:: SOURCE PASSAGE ::

# Confused with speakers



## diggidy (Jun 14, 2008)

Hi, i'm new here to the forum and have to say it's great!

I have a samsung 22" LCD HD monitor in my room, and bought the VGA cable for my xbox360 so I could play it on it. Everything is working great except for the sound...

My problem is I want to be able to play sound for my computer, but when i'm playing my xbox have the sound for that. I'm great with computer but have no clue what i'm doing when it comes to audio.

I bought a LG LFD790 home theater system thinking it could work but have had no luck. Will this work on my computer and my 360? If not could you recommend any other method of getting the sound to work, preferably under 200$?

Lastly, I have a 3-5 year old dell computer will the standard green and blue inputs on the back, but don't know what sound card it has.

Thanks for any help you have to give


----------



## m0nk3ys1ms (Jun 14, 2008)

diggidy said:


> Hi, i'm new here to the forum and have to say it's great!
> 
> I have a samsung 22" LCD HD monitor in my room, and bought the VGA cable for my xbox360 so I could play it on it. Everything is working great except for the sound...
> 
> ...



You can plug the Xbox audio into the pink input (Microphone) and that should work. Are you wanting a 2.1 system or are you thinking about surround sound?


----------



## PunterCam (Jun 15, 2008)

I don't think plugging a line out into a mic in is gonna work - completely different sensitivities.

Would it be too much effort to buy another audio cable and swap them over? Or if you want to spend a touch more money, a small mixing board.


----------



## diggidy (Jun 15, 2008)

Really, it doesnt matter to me how I get this working, I just want to be able to get audio from my xbox, and also be able to listen to music on my computer.

Preferably I would like to keep the LG system I have right now, but I am willing to go in a different direction. 

If you have an easier/better way to do this please tell me, and if you have any other suggestions for sound system I would appreciate it. Thanks


----------



## diduknowthat (Jun 15, 2008)

The cheap way to do this is to connect your 360's composite out into the composite in of the home theater system, you'll probably need 2 couplers for this. 

The more expensive way (and the better sounding way) is to connect the 360 with the receiver with an optical cable.


----------



## cohen (Jun 15, 2008)

Blue your XBOX 360 Audio into the Line input in your computer and then it will come out your actually PC output.


----------



## diduknowthat (Jun 15, 2008)

diggidy said:


> Really, it doesnt matter to me how I get this working, I just want to be able to get audio from my xbox, and also be able to listen to music on my computer.

:::

TASK TO CARRY OUT
Can you repeat, word for word, the stretch of the speaker forum thread from "I bought a LG" through "m0nk3ys1ms (Jun 14, 2008)"?

:: ROWS ::

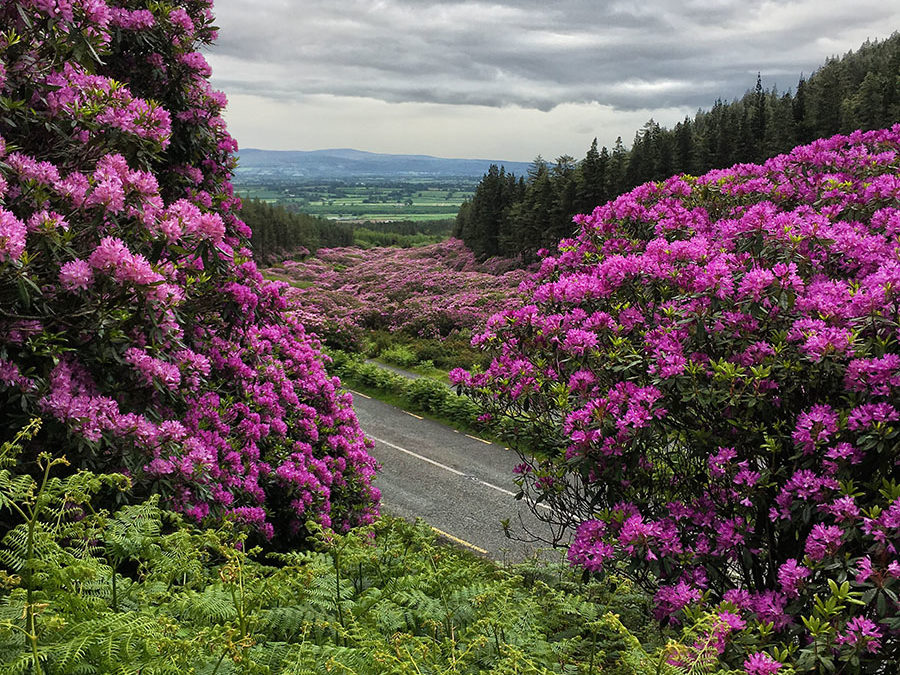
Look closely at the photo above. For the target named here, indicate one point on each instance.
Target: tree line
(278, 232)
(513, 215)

:::
:: ROWS ::

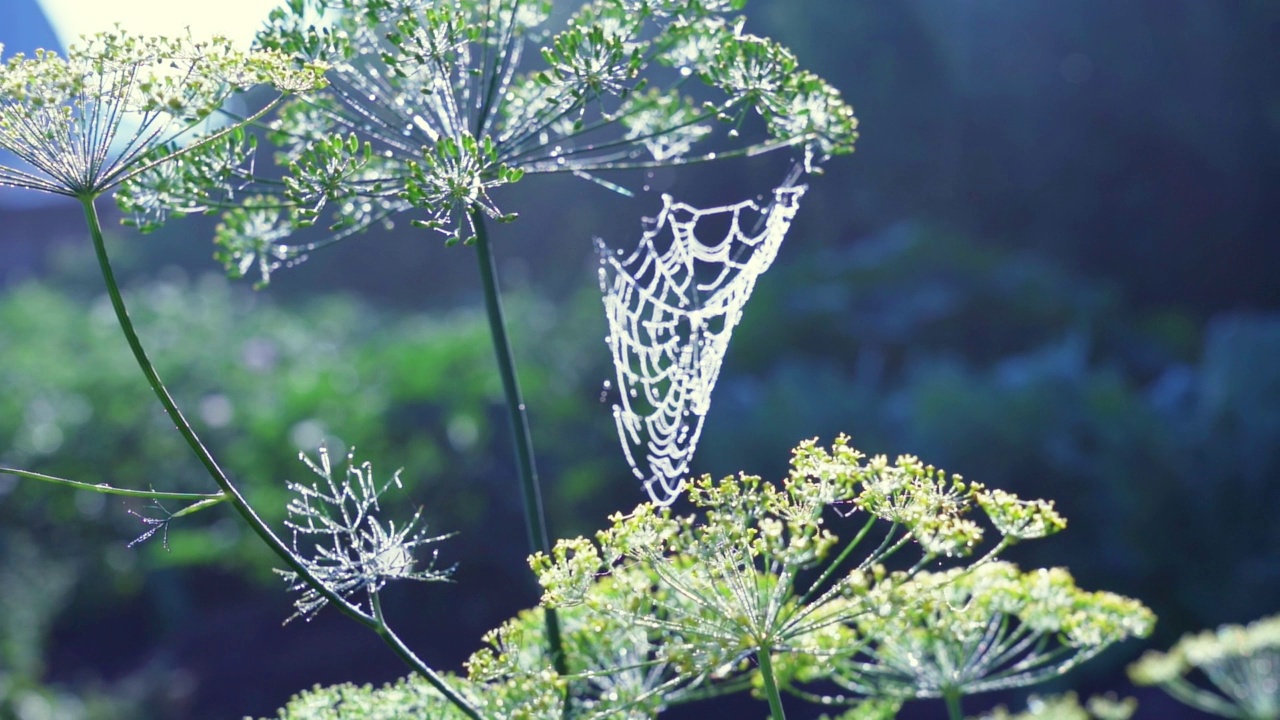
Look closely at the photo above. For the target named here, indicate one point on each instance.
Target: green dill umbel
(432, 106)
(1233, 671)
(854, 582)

:::
:: ROWS ::

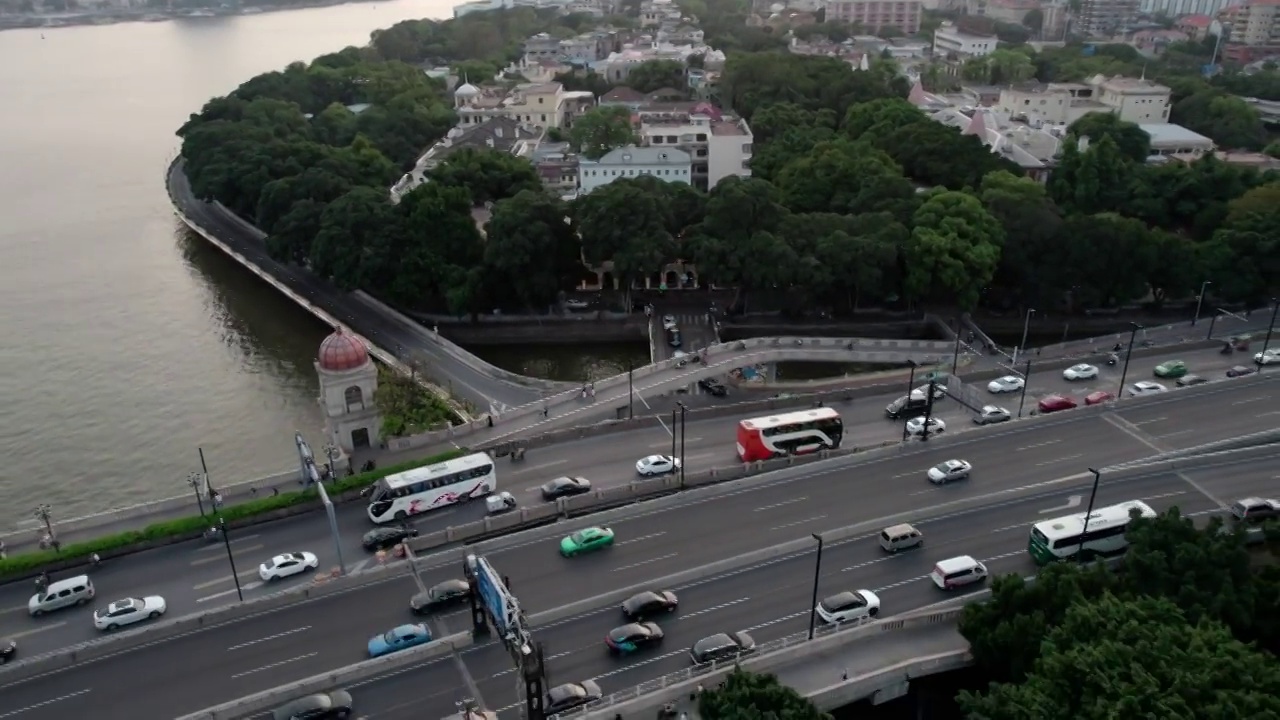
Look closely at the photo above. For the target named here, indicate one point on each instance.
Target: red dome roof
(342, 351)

:::

TASK RESULT
I bought a LG LFD790 home theater system thinking it could work but have had no luck. Will this work on my computer and my 360? If not could you recommend any other method of getting the sound to work, preferably under 200$?

Lastly, I have a 3-5 year old dell computer will the standard green and blue inputs on the back, but don't know what sound card it has.

Thanks for any help you have to give


----------



## m0nk3ys1ms (Jun 14, 2008)